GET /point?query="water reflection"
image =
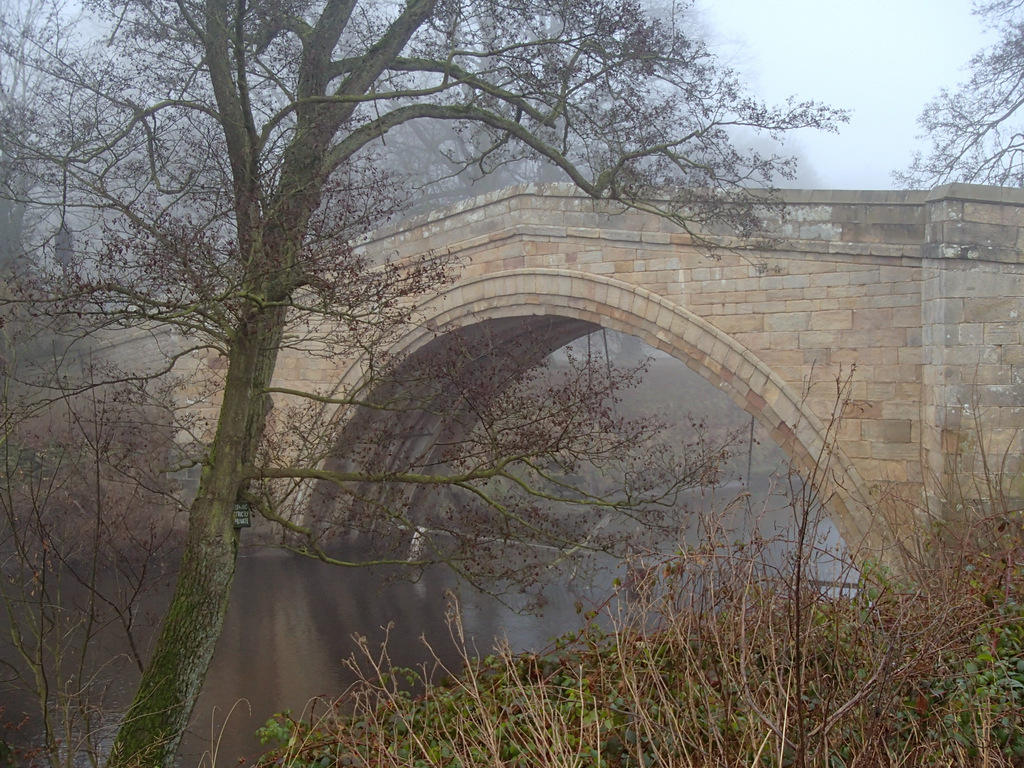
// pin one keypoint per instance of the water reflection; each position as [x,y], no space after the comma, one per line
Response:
[290,627]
•••
Work task
Checking each line above, count the ones that hold the word "reflection" and state the total alone.

Finished exercise
2